# Your tasks
A) Rewrite the paragraph of the self-defense discussion that begins "The important thing about responding to real violence" as a short bulleted list, keeping its main facts.
B) Summarize the self-defense discussion in two sentences.

# Selection
[Begin]

The important thing about responding to real violence is to define "win" or "survive" properly.  If the goal of the encounter is to survive -- defined as going home, with no extra holes and unaltered IQ, then the tactics chosen and the extent you go may well be quite different from those used if the goal is to "win" -- defined as standing victorious over your vanquished & submitting, if not dead, foe.  If your simply trying to survive, it may be enough to run before anything has happened other than seeing your foe on the street.  At the same point, if your goal is to win -- then you might set a counter-ambush, and shoot the foe before he even knows you're there.


----------



## Bruno@MT (May 10, 2010)

derobec said:


> With regards to having the will to win in a life threatening confrontation being dangerous, I'm certain that not having the will to win is even more dangerous.



I'm fairly certain that having the will to live / survive is better than the will to win. At least from the survival point of view. By wanting to win, you get drawn into the confrontation.

If someone shoves me or wants to hit me, or perhaps he did hit me but I did not go down, this is where wanting to win would draw me into a fight that could end either way, whereas my will to live or survive would have me looking for a way out as long as I have that opportunity.

Fighting can be necessary and if if happens it should be with the desire to survive. But if you can break off a confrontation and escape, that is better. I am not ashamed to admit that in my youth I ran away several times from a fight that was waiting to happen. A fight can end both ways. If you can avoid it, then the odds of achieving the primary goal (getting home) are better if you can escape and avoid the fight altogether.

[End]

# Record list

[Begin]

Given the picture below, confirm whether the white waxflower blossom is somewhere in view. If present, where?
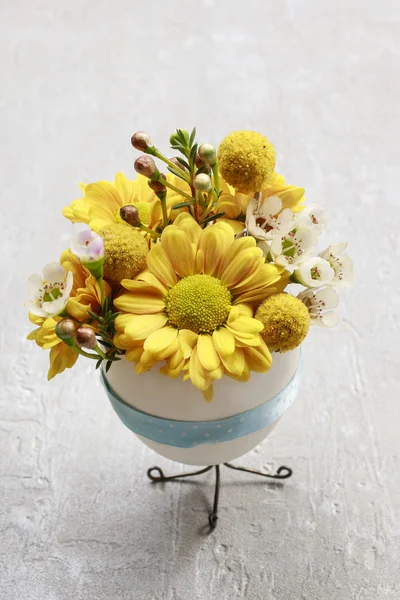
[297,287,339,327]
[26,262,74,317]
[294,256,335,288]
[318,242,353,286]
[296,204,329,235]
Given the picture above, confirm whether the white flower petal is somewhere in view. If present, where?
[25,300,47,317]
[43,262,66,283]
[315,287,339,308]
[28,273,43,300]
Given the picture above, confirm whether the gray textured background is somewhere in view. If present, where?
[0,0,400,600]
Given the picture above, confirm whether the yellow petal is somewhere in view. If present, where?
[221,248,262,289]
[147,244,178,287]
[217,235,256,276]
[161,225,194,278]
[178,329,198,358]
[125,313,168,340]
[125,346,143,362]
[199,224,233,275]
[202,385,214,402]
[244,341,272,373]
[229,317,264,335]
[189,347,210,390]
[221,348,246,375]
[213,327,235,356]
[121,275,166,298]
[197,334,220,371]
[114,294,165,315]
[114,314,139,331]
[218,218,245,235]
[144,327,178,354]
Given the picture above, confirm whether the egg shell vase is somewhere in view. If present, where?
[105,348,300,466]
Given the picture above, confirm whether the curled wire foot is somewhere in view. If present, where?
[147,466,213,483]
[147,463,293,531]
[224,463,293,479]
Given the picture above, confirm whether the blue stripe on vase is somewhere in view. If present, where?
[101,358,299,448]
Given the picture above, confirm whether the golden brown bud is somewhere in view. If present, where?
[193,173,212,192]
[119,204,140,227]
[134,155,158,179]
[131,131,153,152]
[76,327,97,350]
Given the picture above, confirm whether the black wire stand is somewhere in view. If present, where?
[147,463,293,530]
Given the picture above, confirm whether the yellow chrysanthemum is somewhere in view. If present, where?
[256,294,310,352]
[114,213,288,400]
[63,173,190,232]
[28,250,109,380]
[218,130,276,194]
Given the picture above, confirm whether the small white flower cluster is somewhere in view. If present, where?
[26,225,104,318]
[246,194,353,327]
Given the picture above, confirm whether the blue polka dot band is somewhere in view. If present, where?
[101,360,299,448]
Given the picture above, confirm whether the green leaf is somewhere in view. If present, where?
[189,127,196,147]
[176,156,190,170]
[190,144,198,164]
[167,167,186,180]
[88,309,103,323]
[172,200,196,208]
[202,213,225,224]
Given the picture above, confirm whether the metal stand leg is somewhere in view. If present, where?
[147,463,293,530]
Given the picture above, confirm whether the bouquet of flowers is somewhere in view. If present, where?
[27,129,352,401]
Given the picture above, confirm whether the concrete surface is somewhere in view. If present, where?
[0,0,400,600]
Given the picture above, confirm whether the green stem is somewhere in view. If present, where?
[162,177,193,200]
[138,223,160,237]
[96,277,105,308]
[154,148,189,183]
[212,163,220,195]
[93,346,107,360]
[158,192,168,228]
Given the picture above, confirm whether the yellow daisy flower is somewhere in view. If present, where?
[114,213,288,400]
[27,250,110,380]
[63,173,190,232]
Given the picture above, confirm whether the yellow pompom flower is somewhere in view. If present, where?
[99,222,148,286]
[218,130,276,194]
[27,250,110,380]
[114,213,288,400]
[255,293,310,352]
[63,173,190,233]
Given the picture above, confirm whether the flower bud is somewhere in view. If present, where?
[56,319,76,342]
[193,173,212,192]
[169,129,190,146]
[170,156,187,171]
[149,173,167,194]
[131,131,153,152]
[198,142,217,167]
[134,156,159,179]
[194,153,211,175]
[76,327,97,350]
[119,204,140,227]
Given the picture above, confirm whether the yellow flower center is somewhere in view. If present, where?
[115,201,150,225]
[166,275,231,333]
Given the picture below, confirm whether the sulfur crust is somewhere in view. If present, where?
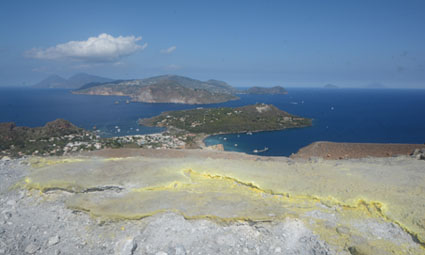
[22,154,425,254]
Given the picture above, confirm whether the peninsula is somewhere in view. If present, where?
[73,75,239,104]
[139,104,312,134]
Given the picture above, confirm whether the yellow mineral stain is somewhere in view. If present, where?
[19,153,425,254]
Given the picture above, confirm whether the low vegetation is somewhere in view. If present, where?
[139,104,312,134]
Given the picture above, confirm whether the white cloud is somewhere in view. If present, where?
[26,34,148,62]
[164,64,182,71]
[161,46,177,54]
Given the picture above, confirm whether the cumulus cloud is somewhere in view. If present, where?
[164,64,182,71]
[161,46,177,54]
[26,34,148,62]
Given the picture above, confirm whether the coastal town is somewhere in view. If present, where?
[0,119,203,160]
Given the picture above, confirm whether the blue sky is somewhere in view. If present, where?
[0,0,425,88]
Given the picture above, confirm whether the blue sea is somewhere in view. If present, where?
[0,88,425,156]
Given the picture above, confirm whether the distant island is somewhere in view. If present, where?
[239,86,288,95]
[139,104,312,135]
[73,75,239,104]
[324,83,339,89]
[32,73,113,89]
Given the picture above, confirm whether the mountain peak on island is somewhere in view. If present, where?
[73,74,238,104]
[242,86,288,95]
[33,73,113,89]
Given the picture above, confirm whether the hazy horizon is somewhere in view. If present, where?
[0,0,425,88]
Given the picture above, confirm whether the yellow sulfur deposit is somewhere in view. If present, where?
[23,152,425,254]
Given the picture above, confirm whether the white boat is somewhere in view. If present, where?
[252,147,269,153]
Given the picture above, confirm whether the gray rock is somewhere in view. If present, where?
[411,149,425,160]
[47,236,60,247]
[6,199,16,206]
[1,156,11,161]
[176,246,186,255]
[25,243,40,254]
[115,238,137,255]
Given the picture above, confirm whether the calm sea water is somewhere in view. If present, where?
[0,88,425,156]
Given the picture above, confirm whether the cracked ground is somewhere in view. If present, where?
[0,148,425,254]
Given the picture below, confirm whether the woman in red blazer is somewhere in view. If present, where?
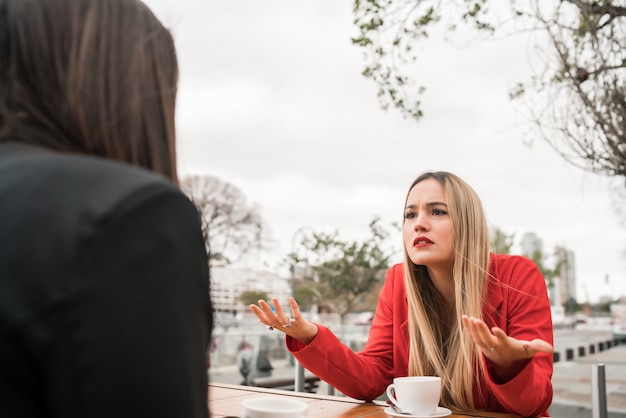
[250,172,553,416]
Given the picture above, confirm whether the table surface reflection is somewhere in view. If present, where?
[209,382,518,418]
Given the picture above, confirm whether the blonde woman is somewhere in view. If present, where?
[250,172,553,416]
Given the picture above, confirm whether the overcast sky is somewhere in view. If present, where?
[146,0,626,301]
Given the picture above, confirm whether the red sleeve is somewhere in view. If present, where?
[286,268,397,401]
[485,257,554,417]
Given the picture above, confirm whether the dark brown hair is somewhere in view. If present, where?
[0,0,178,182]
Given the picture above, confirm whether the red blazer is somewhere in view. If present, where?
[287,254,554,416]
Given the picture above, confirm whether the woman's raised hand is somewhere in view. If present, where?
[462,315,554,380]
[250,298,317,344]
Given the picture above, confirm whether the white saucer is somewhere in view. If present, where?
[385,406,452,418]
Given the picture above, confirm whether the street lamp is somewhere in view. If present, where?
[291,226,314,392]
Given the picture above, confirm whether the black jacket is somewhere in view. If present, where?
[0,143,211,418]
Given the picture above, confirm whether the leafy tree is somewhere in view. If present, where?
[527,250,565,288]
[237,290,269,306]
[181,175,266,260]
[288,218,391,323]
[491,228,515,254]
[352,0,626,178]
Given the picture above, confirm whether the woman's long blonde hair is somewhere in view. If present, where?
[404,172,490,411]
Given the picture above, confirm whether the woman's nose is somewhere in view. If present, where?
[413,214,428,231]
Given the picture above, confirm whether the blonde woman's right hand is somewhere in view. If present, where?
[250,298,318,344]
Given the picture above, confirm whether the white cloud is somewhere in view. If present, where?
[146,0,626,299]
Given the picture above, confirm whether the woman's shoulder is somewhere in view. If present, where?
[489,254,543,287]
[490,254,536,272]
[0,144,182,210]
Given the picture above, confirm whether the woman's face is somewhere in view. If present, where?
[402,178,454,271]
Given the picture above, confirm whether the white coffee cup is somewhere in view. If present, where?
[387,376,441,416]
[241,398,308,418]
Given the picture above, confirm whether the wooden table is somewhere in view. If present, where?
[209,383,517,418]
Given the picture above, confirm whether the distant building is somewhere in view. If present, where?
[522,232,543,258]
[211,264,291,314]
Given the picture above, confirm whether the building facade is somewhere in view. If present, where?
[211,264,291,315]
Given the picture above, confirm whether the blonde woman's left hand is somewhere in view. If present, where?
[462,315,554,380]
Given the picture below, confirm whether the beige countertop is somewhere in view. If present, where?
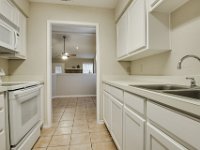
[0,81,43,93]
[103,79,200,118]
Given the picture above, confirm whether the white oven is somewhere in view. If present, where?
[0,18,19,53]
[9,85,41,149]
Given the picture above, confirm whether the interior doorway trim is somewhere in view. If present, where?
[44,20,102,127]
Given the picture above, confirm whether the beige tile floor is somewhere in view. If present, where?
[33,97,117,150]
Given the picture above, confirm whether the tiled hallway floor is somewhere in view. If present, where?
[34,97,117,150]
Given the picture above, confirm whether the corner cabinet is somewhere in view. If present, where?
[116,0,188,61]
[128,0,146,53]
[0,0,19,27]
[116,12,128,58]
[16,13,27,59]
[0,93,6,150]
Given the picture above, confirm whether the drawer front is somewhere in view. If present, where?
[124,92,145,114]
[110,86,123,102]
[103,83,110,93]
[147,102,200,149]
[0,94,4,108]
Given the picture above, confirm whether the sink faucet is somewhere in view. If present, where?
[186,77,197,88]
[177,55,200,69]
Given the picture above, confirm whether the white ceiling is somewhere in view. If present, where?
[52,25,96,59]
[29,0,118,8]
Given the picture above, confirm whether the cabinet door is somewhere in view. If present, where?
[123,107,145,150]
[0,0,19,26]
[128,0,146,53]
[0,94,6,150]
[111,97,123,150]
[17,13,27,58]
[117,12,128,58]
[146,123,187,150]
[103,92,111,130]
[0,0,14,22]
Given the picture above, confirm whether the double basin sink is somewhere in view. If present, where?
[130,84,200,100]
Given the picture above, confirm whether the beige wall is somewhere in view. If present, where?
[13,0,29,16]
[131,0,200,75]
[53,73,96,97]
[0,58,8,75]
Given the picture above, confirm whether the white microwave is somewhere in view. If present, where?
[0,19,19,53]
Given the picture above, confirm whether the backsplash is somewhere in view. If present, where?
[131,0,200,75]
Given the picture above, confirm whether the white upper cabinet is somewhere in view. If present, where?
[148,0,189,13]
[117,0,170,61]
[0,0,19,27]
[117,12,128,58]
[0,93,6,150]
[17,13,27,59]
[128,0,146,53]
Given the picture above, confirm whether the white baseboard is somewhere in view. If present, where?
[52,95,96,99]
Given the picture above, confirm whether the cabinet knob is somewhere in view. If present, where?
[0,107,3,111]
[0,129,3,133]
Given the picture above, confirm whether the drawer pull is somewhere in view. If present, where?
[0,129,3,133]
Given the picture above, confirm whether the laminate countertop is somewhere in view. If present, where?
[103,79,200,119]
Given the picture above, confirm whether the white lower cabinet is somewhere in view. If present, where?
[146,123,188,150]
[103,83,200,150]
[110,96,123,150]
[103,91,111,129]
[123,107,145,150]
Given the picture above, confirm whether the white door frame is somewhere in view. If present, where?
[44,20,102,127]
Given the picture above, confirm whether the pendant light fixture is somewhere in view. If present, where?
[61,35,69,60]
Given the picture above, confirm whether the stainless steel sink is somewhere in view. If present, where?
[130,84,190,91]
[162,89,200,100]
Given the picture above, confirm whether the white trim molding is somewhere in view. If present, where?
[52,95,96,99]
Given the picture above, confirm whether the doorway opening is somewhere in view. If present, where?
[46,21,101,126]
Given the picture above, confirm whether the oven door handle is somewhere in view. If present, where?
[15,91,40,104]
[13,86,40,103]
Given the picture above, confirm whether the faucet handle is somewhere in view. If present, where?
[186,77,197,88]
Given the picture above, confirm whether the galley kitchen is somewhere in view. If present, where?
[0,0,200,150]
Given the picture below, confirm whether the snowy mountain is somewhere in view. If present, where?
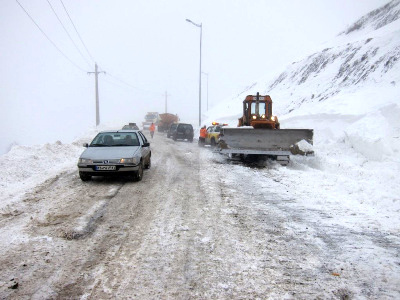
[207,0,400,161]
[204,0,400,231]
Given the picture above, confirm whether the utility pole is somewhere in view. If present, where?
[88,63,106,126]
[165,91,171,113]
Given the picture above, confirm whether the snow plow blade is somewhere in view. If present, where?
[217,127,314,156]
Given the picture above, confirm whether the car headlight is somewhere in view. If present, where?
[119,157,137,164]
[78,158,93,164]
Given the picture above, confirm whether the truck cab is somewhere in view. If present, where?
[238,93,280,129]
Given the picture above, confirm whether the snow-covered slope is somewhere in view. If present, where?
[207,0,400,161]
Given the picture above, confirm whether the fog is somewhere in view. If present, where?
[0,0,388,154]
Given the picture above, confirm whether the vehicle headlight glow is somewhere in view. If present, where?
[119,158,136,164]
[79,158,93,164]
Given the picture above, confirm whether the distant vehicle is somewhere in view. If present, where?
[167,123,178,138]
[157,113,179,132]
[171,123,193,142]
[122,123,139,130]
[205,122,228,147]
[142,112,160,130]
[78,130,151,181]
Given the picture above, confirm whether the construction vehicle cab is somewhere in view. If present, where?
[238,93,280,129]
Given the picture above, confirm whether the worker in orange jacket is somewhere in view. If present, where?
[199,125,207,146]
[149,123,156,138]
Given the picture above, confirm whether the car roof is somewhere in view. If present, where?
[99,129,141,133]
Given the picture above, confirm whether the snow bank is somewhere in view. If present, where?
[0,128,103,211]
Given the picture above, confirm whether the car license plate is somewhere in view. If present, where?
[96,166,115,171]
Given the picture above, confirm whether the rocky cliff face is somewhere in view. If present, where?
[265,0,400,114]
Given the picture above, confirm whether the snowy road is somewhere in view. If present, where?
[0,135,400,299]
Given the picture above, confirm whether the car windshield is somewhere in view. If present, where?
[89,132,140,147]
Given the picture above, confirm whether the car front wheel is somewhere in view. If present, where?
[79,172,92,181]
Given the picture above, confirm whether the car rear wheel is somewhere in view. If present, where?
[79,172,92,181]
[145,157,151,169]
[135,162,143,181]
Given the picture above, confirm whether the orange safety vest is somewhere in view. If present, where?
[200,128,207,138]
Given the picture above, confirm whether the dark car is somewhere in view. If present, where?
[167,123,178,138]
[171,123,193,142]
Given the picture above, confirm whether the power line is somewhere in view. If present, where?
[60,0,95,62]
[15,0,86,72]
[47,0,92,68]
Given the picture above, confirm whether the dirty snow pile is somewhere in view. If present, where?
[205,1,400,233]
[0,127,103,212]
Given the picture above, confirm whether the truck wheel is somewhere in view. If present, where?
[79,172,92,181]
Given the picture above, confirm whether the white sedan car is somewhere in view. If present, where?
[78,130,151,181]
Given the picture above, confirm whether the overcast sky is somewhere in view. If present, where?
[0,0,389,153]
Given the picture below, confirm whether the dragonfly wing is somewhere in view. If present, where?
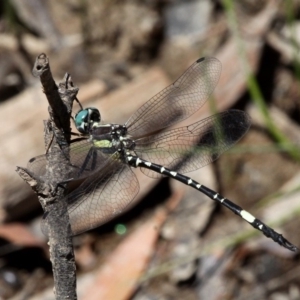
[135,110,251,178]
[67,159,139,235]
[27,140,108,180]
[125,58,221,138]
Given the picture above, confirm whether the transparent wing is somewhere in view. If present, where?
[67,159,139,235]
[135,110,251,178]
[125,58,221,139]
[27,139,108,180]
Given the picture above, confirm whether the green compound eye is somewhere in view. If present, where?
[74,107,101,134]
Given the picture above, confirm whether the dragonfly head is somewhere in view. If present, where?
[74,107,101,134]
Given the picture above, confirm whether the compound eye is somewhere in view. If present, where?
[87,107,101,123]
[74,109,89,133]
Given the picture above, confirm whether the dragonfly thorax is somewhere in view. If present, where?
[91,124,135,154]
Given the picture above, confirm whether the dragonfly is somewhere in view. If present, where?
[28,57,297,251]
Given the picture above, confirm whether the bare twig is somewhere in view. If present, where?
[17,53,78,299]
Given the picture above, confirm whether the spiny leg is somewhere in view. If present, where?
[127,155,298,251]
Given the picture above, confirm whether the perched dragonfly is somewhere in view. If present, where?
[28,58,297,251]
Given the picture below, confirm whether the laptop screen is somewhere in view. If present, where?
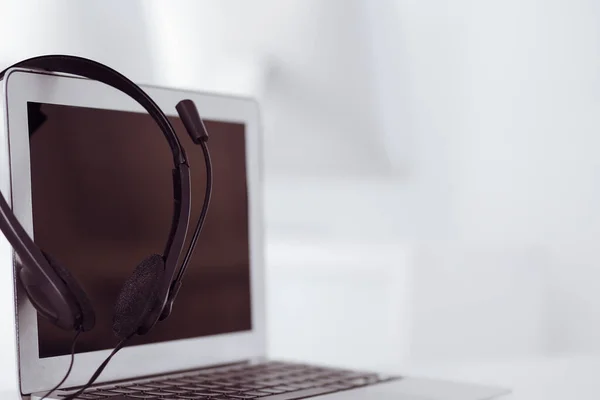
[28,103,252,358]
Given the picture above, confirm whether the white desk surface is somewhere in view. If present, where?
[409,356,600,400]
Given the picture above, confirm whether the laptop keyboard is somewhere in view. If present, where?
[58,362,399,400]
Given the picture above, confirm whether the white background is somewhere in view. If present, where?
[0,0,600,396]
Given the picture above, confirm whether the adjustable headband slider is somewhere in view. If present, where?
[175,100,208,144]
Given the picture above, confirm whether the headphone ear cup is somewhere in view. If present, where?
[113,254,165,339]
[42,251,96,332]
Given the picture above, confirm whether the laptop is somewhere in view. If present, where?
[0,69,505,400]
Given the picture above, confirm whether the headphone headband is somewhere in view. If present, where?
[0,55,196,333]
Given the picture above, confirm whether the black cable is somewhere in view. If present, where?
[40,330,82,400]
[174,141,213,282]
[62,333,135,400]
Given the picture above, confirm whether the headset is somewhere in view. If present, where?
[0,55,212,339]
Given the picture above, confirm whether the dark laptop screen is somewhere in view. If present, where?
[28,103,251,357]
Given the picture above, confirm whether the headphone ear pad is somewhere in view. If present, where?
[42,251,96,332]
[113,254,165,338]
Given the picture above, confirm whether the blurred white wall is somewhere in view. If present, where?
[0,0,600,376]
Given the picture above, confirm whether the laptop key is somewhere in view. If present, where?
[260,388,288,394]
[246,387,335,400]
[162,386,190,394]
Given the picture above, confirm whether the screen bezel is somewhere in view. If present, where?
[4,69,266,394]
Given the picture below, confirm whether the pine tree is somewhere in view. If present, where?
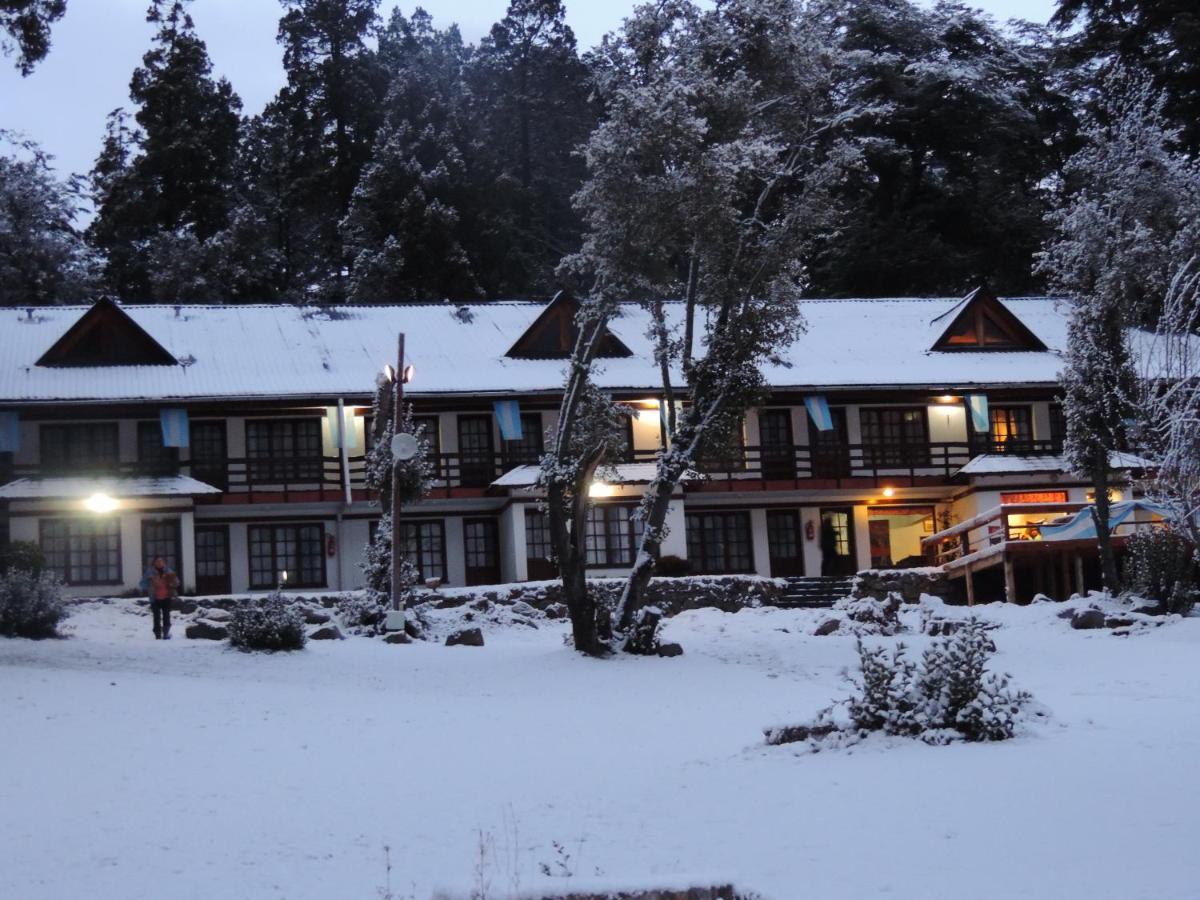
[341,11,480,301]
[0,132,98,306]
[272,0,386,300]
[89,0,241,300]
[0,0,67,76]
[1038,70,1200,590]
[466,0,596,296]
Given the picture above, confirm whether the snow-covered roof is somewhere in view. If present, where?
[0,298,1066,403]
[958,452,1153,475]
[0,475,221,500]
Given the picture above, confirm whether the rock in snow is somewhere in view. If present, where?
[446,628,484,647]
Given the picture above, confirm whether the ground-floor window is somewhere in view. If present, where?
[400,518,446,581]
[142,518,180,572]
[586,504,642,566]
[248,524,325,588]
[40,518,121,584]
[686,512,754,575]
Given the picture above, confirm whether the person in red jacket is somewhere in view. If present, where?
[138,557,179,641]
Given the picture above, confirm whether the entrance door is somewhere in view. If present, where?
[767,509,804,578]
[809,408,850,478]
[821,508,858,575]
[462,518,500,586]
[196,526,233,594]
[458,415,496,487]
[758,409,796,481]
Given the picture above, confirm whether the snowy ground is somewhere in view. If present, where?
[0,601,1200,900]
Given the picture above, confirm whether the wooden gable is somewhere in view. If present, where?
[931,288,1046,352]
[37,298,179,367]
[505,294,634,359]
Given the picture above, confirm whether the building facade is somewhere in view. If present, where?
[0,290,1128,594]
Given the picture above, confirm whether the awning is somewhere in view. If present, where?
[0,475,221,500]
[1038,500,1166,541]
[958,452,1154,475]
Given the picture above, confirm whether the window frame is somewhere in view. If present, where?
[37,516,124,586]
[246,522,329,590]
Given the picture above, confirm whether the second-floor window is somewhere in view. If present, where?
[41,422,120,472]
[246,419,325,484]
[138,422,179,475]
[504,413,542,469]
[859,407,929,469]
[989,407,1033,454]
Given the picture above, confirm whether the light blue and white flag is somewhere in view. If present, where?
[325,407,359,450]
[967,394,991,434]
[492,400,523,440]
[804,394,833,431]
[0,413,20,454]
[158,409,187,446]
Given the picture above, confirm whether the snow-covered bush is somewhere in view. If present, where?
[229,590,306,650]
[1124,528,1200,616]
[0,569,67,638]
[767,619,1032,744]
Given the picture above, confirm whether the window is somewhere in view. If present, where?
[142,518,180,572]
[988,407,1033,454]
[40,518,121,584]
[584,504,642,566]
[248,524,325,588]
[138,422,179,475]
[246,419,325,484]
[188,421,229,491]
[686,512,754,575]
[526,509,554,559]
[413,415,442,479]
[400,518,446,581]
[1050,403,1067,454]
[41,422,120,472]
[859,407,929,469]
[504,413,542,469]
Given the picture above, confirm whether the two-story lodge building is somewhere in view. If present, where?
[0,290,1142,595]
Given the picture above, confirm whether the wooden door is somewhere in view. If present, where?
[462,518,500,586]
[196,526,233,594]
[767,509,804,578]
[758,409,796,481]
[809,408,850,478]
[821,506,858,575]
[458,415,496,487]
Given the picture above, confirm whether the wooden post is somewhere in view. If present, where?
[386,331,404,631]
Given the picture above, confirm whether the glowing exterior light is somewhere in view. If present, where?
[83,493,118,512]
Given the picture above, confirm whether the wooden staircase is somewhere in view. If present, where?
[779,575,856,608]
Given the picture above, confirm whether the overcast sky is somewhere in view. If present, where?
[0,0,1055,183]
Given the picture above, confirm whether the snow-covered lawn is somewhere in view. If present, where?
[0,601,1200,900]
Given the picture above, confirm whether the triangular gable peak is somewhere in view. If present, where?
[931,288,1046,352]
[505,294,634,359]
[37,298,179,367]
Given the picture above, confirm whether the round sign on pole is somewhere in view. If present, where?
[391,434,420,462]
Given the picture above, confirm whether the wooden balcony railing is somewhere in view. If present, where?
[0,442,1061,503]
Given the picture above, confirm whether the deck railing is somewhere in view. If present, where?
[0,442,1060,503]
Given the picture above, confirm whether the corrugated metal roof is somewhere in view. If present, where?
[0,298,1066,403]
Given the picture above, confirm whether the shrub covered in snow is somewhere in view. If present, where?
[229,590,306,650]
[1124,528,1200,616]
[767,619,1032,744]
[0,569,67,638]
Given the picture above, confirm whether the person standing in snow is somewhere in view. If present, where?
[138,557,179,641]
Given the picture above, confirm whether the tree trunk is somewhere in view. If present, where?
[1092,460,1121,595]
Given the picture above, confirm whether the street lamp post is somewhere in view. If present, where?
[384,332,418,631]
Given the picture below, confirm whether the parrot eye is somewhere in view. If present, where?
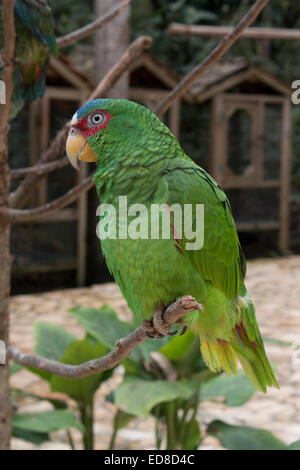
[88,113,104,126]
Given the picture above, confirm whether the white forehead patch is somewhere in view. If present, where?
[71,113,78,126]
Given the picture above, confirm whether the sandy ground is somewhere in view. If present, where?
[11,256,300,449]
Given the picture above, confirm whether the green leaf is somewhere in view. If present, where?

[End]

# Results in order
A)
- In real violence, "win" and "survive" must be clearly defined.
- Surviving means going home with no new wounds and no change to one's IQ.
- Winning means standing over a defeated foe who has submitted, if not died.
- The tactics and how far one goes can differ greatly depending on which goal is chosen.
- To survive, it may be enough to run as soon as the foe is seen on the street.
- To win, one might set a counter-ambush and shoot the foe before he knows you're there.

B) The self-defense discussion holds that responding to real violence depends on whether the goal is to survive, meaning getting home unhurt, or to win by defeating the foe, because each goal calls for different tactics. A reply argues that the will to survive is better than the will to win, since wanting to win draws a person into a fight that could end either way, while escaping when possible improves the odds of getting home.